Na outra metade do planeta conhecido, cientistas eram punidos, até mortos.
As Ciências Matemáticas foram proscritas por serem não-religiosas e
alienígenas, e mais tarde foram transformadas em matérias subservientes à
religião. O padrão de vida era baixo.
A região próspera era o Oriente Médio islâmico, enquanto uma Europa
ignorante permanecia pobre.
As duas regiões eram governadas religiosamente (historiadores divergem
sobre o papel e a natureza das religiões neste contexto), mas a ciência só
floresceu em uma delas. Agora, naturalmente, os papéis do Oriente Médio
Islâmico e do Ocidente estão invertidos.
Desde a Segunda Guerra Mundial os EUA têm sido líderes incontestes do mundo
em Ciências. Ao longo desse período, os estudantes mais brilhantes foram
afastados das suas terras natais, atraídos pelas oportunidades e
universidades de pesquisa superiores.
Até recentemente, mais de metade de todos os estudantes graduados nos EUA
em Matemática, Ciências e Engenharia era nascida no exterior. Muitos desses
talentos permaneciam no país após a formatura, e tanto a indústria quanto o
governo tiraram proveito desta situação.
Enquanto isso, as culturas islâmicas entraram numa fase histórica na qual a
ciência foi condenada como uma influência ocidental e evitada.
Mesmo nos países em que as receitas com o petróleo poderiam alimentar uma
quantidade substancial de pesquisa, os dirigentes árabes não estimularam
esse tipo de investimento, com o resultado de que as suas sociedades não
prosperaram tanto quanto poderiam.
Recentemente, um desejo por maior respeito político estimulou os países
islâmicos a investirem em tecnologia, o que é mais visível nas ambições
nucleares paquistanesas e iranianas. Apesar de estes artefatos nucleares
terem peso político, a tecnologia por trás delas é mundana e antiga.
Mais significativo é o respeito que emana de observações elaboradas, não de
produtos de descobertas passadas. Imagine a influência que seria gerada por
um instituto paquistanês que fosse líder mundial em pesquisa de câncer.
A retórica política mudaria se pesquisadores em Omã descobrissem uma
fórmula para suprimir a AIDS?
Esta é uma oportunidade não reivindicada. Mas existe outra, e não só para
sociedades islâmicas. Os EUA cometeram alguns profundos deslizes
recentemente.

## Detalhes do exercício
Prolongue o texto sobre a ciência no Oriente Médio islâmico e no Ocidente, começando logo após a última frase apresentada. O material não tem qualquer papel nesta atividade.

## Material fornecido
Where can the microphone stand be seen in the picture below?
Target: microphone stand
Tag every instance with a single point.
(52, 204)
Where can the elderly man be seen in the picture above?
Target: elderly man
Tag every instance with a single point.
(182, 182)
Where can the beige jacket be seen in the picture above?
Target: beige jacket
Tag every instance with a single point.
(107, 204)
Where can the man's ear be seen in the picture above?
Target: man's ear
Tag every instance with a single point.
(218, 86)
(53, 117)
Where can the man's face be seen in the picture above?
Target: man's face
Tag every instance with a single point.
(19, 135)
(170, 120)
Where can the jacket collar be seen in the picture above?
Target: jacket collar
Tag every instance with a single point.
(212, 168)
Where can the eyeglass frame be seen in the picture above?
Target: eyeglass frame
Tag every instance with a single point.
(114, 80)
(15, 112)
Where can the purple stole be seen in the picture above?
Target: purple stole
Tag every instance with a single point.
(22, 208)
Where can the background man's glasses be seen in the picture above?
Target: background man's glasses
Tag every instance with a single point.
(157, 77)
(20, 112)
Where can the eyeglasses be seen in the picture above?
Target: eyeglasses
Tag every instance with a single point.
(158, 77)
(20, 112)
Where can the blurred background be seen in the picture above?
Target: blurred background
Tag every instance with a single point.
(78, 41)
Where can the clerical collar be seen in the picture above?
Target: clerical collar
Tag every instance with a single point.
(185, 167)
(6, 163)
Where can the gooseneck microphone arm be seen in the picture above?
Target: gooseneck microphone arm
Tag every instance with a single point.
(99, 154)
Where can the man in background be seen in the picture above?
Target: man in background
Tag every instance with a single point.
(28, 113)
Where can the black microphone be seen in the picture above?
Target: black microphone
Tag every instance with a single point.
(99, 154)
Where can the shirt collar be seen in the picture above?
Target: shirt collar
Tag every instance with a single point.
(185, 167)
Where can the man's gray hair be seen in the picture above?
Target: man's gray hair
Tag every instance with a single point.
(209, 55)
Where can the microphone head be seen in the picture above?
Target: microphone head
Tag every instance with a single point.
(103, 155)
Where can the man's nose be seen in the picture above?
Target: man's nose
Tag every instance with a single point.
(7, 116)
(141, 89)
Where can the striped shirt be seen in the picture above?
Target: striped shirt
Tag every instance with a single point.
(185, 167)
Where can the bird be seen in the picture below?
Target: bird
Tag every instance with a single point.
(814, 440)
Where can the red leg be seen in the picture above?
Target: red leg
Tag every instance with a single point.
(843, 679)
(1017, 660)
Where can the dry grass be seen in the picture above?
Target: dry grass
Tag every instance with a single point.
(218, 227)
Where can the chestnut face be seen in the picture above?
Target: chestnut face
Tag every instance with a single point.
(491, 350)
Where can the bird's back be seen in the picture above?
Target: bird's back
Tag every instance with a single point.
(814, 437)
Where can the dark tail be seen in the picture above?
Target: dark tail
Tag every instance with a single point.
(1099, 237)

## Resposta da tarefa
"Questões de fé" têm sido substituídas por ciência em todos os escalões do
governo, do presidente para baixo.
Pesquisadores proeminentes tiveram seus relatórios alterados por operadores
políticos quando os fatos contradiziam a crença oficial. Estimulados por
uma administração influenciada religiosamente, sistemas escolares estão
alterando o seu enfoque, da ciência para "valores".
Desde os atentados terroristas de setembro de 2001, os vistos de entrada
são emitidos em menor número e são mais difíceis de obter, estancando o
fluxo de talentos jovens às universidades dos EUA. Organizações científicas
renomadas protestaram, sem resultado.
Ao mesmo tempo, leis tributárias foram revisadas para tornar os
investidores mais ricos no curto prazo, desestimulando investimentos de
longo prazo em pesquisa.
Meio trilhão de dólares foram empenhados na guerra no Iraque, soma
praticamente igual ao patrocínio de toda a pesquisa básica nos últimos mil
anos. Mesmo se os EUA evitarem uma idade negra fundamentalista, eles
claramente arriscam-se a perder o seu predomínio em pesquisa global.
O Japão reconheceu a conexão entre influência política e ciência na década
de 1980. O principal homem da indústria do Japão, Akio Morita, presidente
da Sony, e o político de direita Shintaro Ishihara proferiram uma série de
discursos que foram reunidos e publicados em 1986 na forma de um livro
chamado "The Japan That Can Say No" [O Japão que pode dizer não].
Eles delinearam uma estratégia nacional na qual a influência mundial
deveria fluir a partir da liderança científica. A idéia chave foi que o
poderio militar poderia ser tornado obsoleto se a "cadeia alimentar" das
tecnologias militares fosse controlada por outros países.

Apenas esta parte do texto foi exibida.